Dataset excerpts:
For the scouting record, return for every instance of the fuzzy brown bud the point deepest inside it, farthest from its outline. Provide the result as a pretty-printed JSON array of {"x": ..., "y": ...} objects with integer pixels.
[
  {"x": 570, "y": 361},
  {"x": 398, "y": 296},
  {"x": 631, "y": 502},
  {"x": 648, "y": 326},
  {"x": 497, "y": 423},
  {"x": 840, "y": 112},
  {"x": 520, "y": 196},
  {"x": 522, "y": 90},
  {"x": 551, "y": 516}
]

= What you are asked to do =
What this exercise asks for is an exact copy of all the records.

= Written solution =
For the scouting record, return for every instance of the fuzzy brown bud the point deepest inside it, farthest from its outline. Provide the result as a pretty-printed JSON array of {"x": ..., "y": ...} objects with integer pixels.
[
  {"x": 570, "y": 361},
  {"x": 398, "y": 296},
  {"x": 631, "y": 502},
  {"x": 648, "y": 326},
  {"x": 497, "y": 423},
  {"x": 840, "y": 112},
  {"x": 520, "y": 196},
  {"x": 522, "y": 90},
  {"x": 551, "y": 516}
]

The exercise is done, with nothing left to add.